Обретя свободу, Фастенко и его товарищи тут же кинулись в революцию. В 1906 году Фастенко получил 8 лет каторги, что значило: 4 года в кандалах и 4 года в ссылке. Первые четыре года он отбывал в Севастопольском централе, где, кстати, при нём был массовый побег арестантов, организованный с воли содружеством революционных партий: эсеров, анархистов и социал–демократов. Взрывом бомбы был вырван из тюремной стены пролом на доброго всадника, и десятка два арестантов (не все, кому хотелось, а лишь утверждённые своими партиями к побегу и заранее, ещё в тюрьме — через надзирателей! — снабжённые пистолетами) бросились в пролом и, кроме одного, убежали. Анатолию же Фастенко РСДРП назначила не бежать, а отвлекать внимание надзирателей и вызывать сумятицу.

Задания для работы:
**1.** Назовите все революционные партии, которые, согласно отрывку о Фастенко, организовали с воли побег арестантов.
**2.** Перепечатайте часть отрывка о Фастенко: начните с места, где стоят слова «Обретя свободу, Фастенко», и остановитесь после слов «и вызывать сумятицу.».
**3.** Где, по словам отрывка о Фастенко, он отбывал первые четыре года наказания?

Предоставленный перечень:
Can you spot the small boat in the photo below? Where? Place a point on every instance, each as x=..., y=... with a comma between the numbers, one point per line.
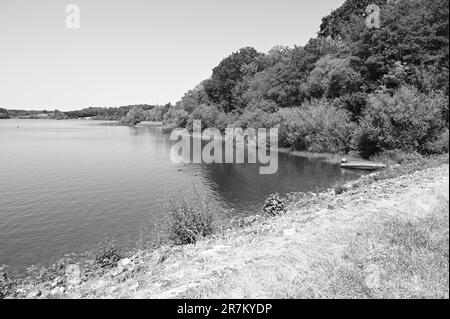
x=366, y=166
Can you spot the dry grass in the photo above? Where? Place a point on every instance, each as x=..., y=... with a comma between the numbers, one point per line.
x=390, y=250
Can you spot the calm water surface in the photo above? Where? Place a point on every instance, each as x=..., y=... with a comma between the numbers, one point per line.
x=66, y=185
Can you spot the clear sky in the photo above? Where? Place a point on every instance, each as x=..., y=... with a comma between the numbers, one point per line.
x=135, y=51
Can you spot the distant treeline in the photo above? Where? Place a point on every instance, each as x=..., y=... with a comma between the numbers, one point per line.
x=350, y=89
x=96, y=113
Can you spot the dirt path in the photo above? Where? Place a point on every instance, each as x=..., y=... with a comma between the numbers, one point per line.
x=286, y=256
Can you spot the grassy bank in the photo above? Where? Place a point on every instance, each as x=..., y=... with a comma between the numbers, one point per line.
x=385, y=235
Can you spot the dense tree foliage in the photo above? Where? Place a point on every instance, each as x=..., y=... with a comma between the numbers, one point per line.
x=352, y=88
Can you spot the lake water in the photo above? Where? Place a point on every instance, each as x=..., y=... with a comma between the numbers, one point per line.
x=66, y=185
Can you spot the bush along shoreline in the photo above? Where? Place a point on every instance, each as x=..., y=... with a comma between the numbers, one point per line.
x=188, y=222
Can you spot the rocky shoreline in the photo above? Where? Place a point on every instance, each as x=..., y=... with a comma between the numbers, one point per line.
x=75, y=277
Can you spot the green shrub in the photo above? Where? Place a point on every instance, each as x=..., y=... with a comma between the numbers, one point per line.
x=317, y=127
x=439, y=145
x=108, y=254
x=188, y=218
x=407, y=120
x=134, y=116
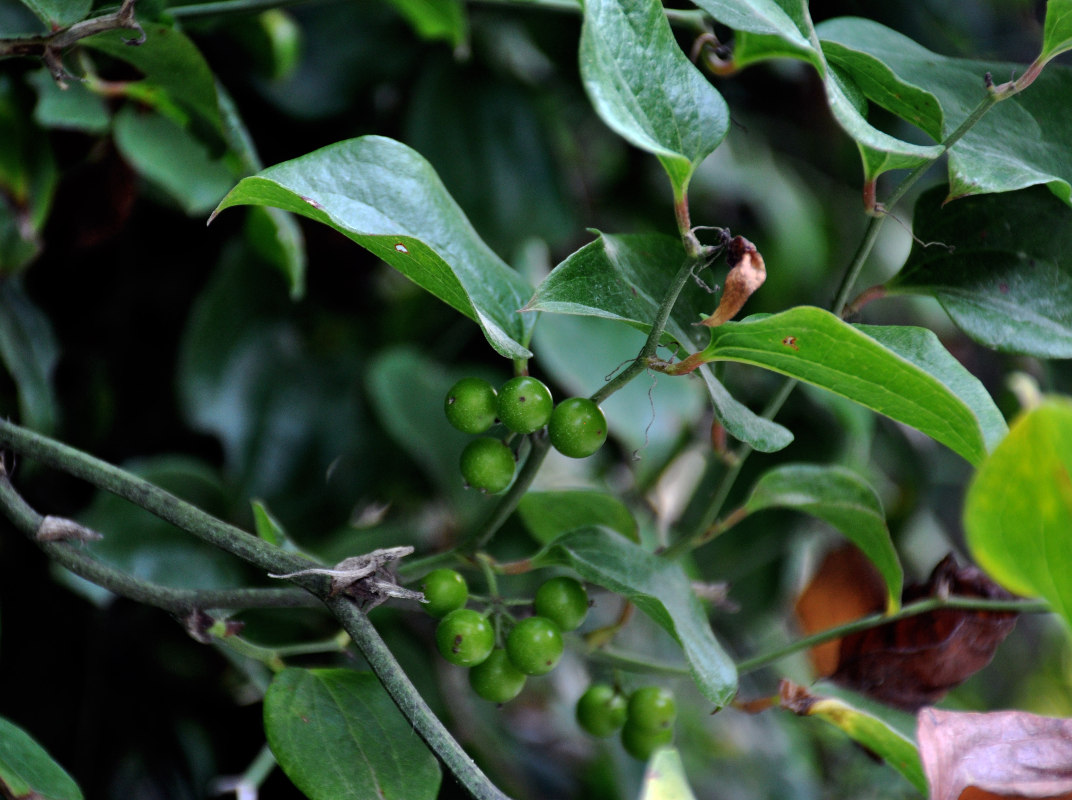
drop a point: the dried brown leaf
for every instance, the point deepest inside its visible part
(746, 275)
(1001, 754)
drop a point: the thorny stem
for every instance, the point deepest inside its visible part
(410, 701)
(177, 601)
(932, 604)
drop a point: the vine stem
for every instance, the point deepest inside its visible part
(410, 701)
(933, 604)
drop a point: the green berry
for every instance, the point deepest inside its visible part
(578, 427)
(496, 679)
(601, 710)
(535, 646)
(444, 590)
(653, 708)
(464, 637)
(472, 405)
(564, 602)
(524, 404)
(487, 464)
(641, 743)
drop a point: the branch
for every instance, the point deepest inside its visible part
(50, 47)
(179, 602)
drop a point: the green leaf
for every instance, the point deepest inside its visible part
(338, 736)
(741, 423)
(1000, 267)
(902, 372)
(172, 160)
(1022, 142)
(665, 778)
(550, 514)
(59, 13)
(29, 350)
(645, 89)
(843, 499)
(869, 731)
(387, 198)
(783, 28)
(28, 771)
(178, 80)
(1057, 30)
(657, 587)
(1017, 514)
(435, 18)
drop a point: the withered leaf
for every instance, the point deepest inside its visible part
(746, 275)
(1001, 754)
(913, 662)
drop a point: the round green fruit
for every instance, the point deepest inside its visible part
(652, 708)
(524, 404)
(496, 679)
(563, 601)
(601, 710)
(487, 464)
(472, 405)
(641, 743)
(578, 427)
(464, 637)
(535, 646)
(444, 590)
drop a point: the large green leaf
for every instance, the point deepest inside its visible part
(783, 28)
(1057, 30)
(1000, 266)
(645, 89)
(843, 499)
(338, 736)
(902, 372)
(657, 587)
(387, 198)
(435, 18)
(1022, 142)
(29, 350)
(550, 514)
(59, 13)
(178, 80)
(1017, 514)
(28, 771)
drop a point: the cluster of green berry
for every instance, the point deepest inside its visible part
(645, 717)
(533, 646)
(576, 427)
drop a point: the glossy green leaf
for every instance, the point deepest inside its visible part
(550, 514)
(435, 18)
(902, 372)
(783, 28)
(387, 198)
(338, 736)
(679, 117)
(1057, 29)
(1000, 266)
(740, 421)
(1017, 514)
(665, 778)
(624, 277)
(657, 587)
(843, 499)
(873, 734)
(29, 351)
(28, 771)
(1022, 142)
(74, 107)
(178, 82)
(59, 13)
(172, 160)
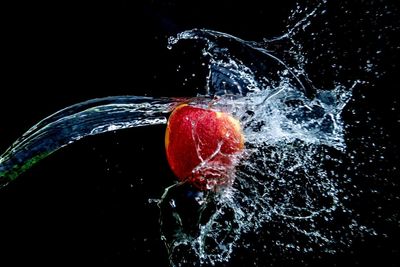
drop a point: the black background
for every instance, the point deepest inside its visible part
(88, 202)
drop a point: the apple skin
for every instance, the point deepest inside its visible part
(202, 146)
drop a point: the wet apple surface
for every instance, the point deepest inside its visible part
(202, 146)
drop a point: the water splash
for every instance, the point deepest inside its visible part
(294, 187)
(75, 122)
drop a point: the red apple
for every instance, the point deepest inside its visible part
(203, 145)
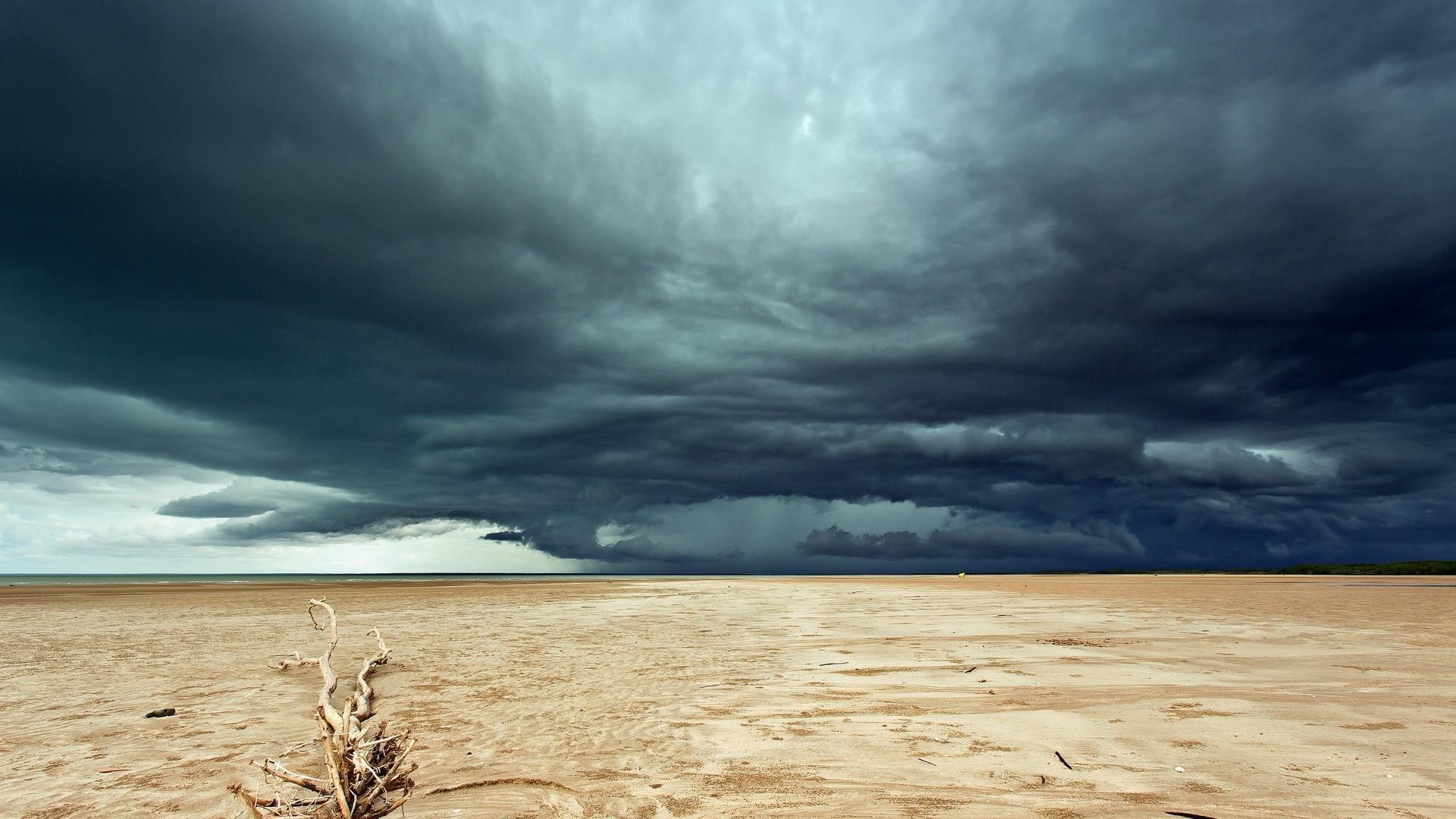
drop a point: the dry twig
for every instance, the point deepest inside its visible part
(366, 774)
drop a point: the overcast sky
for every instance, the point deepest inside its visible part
(702, 286)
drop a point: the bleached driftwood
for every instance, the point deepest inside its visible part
(364, 773)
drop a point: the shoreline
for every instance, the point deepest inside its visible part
(892, 695)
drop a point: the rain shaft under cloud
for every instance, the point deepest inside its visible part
(746, 287)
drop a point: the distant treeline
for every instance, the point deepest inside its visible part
(1407, 567)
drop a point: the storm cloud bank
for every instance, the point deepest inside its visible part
(746, 287)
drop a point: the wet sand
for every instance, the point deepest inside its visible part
(1292, 697)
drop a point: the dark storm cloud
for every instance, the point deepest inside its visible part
(1107, 283)
(974, 542)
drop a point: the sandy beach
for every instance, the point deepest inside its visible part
(1225, 695)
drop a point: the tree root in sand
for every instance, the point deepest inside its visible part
(364, 773)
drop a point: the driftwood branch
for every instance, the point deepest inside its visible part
(366, 774)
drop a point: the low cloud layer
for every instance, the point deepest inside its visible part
(704, 287)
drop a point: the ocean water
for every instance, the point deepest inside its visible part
(303, 577)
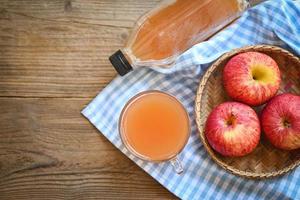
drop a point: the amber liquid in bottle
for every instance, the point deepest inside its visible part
(167, 31)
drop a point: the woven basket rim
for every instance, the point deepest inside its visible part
(203, 81)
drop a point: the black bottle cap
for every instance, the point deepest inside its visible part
(120, 63)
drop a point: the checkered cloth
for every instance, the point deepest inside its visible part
(273, 22)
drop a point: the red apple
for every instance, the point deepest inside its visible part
(252, 78)
(280, 121)
(233, 129)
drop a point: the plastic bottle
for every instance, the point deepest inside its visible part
(161, 35)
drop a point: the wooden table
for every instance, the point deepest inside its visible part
(53, 61)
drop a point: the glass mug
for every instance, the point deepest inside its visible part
(154, 126)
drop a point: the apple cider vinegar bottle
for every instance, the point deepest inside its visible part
(161, 35)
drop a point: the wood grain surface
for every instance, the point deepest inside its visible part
(53, 61)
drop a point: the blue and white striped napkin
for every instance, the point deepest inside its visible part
(273, 22)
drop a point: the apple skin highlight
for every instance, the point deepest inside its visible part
(233, 129)
(252, 78)
(280, 121)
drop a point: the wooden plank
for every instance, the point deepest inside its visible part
(49, 151)
(61, 48)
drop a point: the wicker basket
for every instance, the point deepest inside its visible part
(265, 161)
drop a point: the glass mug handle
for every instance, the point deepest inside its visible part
(177, 166)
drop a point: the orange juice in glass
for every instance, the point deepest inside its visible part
(154, 126)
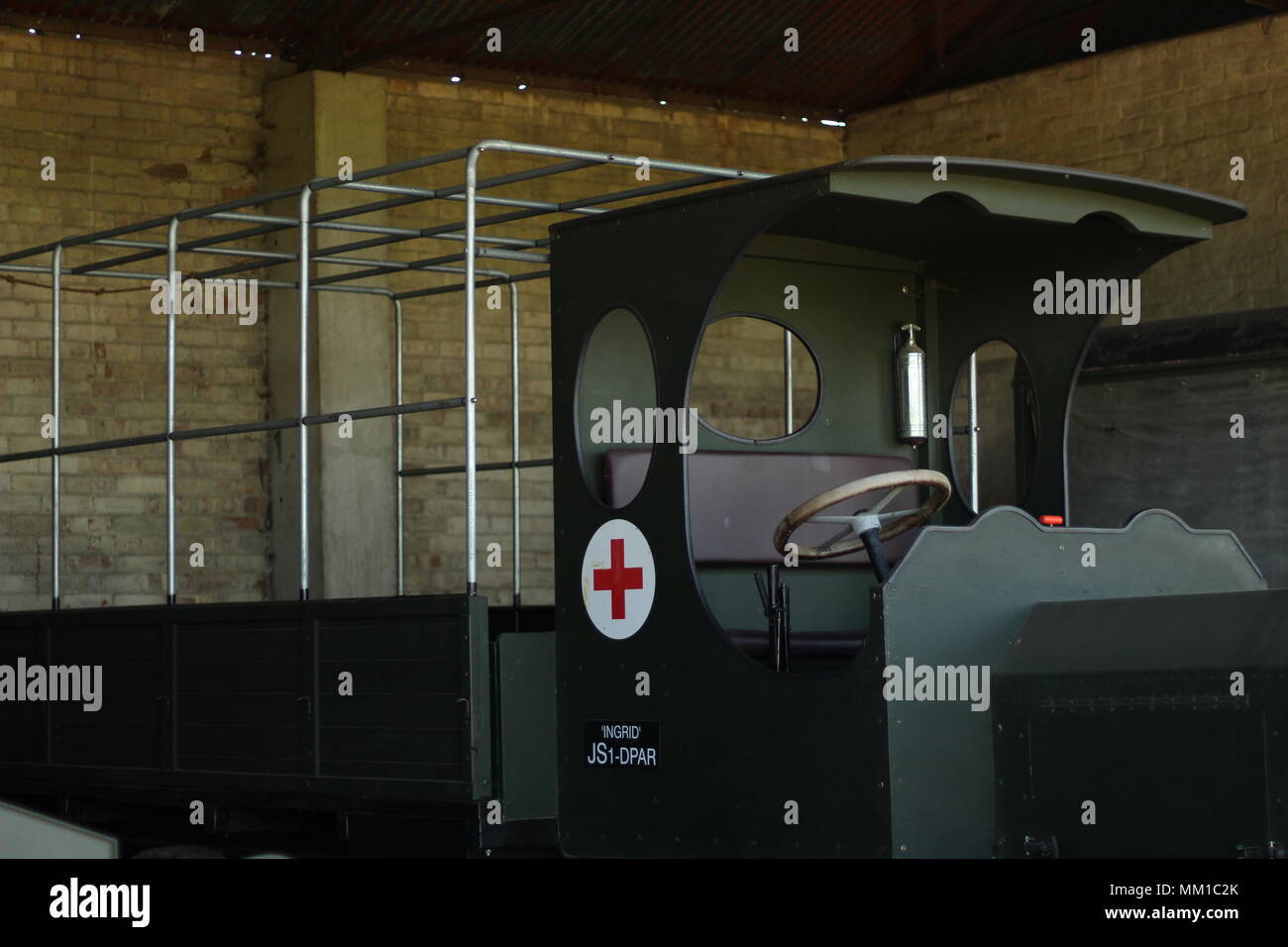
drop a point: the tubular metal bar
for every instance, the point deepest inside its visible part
(514, 447)
(305, 201)
(460, 468)
(219, 250)
(787, 379)
(458, 287)
(56, 279)
(245, 428)
(268, 283)
(171, 315)
(398, 434)
(472, 162)
(974, 437)
(467, 192)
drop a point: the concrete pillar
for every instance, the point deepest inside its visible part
(312, 121)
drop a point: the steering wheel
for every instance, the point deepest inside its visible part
(859, 527)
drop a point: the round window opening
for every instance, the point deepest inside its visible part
(754, 379)
(616, 408)
(995, 428)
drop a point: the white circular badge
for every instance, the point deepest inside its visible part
(617, 579)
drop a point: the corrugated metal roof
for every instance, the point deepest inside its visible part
(853, 54)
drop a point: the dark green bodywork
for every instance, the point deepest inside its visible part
(743, 748)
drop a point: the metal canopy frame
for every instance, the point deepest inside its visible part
(464, 263)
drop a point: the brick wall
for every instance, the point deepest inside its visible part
(1175, 111)
(137, 132)
(428, 116)
(140, 131)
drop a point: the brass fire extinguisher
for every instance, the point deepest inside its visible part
(911, 388)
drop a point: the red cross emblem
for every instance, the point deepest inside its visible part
(630, 586)
(617, 579)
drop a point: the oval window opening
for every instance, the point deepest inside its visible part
(754, 379)
(995, 428)
(614, 389)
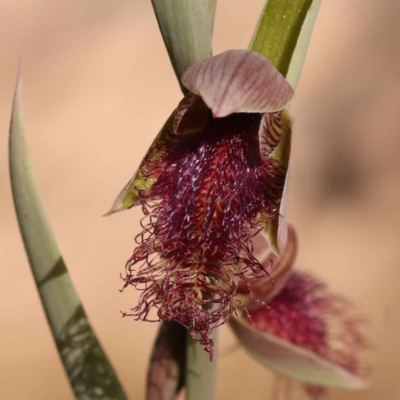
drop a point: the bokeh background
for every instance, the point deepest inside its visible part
(97, 87)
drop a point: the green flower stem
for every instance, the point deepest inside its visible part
(283, 34)
(186, 29)
(89, 371)
(212, 8)
(201, 374)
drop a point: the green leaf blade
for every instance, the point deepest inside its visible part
(283, 34)
(186, 29)
(88, 369)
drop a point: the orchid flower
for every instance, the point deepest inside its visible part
(296, 327)
(207, 185)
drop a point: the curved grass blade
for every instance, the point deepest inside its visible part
(166, 374)
(89, 371)
(283, 35)
(212, 8)
(284, 28)
(186, 29)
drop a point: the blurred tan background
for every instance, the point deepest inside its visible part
(97, 87)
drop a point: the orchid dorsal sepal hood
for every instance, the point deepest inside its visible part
(298, 328)
(233, 82)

Ответы к заданиям:
**1.** Эсеры, анархисты, социал–демократы.

**2.**
Обретя свободу, Фастенко и его товарищи тут же кинулись в революцию. В 1906 году Фастенко получил 8 лет каторги, что значило: 4 года в кандалах и 4 года в ссылке. Первые четыре года он отбывал в Севастопольском централе, где, кстати, при нём был массовый побег арестантов, организованный с воли содружеством революционных партий: эсеров, анархистов и социал–демократов. Взрывом бомбы был вырван из тюремной стены пролом на доброго всадника, и десятка два арестантов (не все, кому хотелось, а лишь утверждённые своими партиями к побегу и заранее, ещё в тюрьме — через надзирателей! — снабжённые пистолетами) бросились в пролом и, кроме одного, убежали. Анатолию же Фастенко РСДРП назначила не бежать, а отвлекать внимание надзирателей и вызывать сумятицу.

**3.** В Севастопольском централе.